→ EXERCISE: Your response should contain each line of the data that includes "matching".

→ DATA SHOWN:
___

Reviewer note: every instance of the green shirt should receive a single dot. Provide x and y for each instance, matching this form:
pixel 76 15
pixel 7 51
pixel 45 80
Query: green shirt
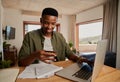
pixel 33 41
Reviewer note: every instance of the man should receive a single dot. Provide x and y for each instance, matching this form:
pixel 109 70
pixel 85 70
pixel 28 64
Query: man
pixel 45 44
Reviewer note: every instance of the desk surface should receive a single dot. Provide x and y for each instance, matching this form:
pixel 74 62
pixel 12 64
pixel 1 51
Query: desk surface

___

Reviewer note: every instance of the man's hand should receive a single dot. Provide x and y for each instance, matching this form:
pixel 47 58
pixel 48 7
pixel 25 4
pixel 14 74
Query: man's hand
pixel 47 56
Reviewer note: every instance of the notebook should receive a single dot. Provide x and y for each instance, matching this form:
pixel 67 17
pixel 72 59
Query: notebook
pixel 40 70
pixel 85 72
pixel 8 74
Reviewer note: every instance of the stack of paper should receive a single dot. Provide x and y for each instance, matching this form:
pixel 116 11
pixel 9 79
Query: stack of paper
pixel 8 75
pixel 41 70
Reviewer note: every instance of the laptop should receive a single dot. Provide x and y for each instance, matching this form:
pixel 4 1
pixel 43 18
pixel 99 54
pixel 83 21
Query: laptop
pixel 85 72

___

→ COMPLETED EXERCISE:
Reviewer note: every instance of the green shirt should receive a single dot. Provide x and y for each instance, matching this form:
Reviewer note: every instance of the man should receive a single dot. Provide x and y for each instance, matching this form:
Reviewer note: every instance of the desk surface should receive a single dot. Provide x and y for each instance, matching this form:
Reviewer note: every instance of the man's hand should receive a single dot. Provide x and y for each instance, matching this form:
Reviewer note: every instance of the notebook should receive a single dot. Provide x and y for each instance, matching this form:
Reviewer note: every instance of the stack of paper should receive a single dot. Provide x and y for each instance, matching this form:
Reviewer note: every instance of the laptop should receive a single dot. Provide x and y for each instance, matching this form:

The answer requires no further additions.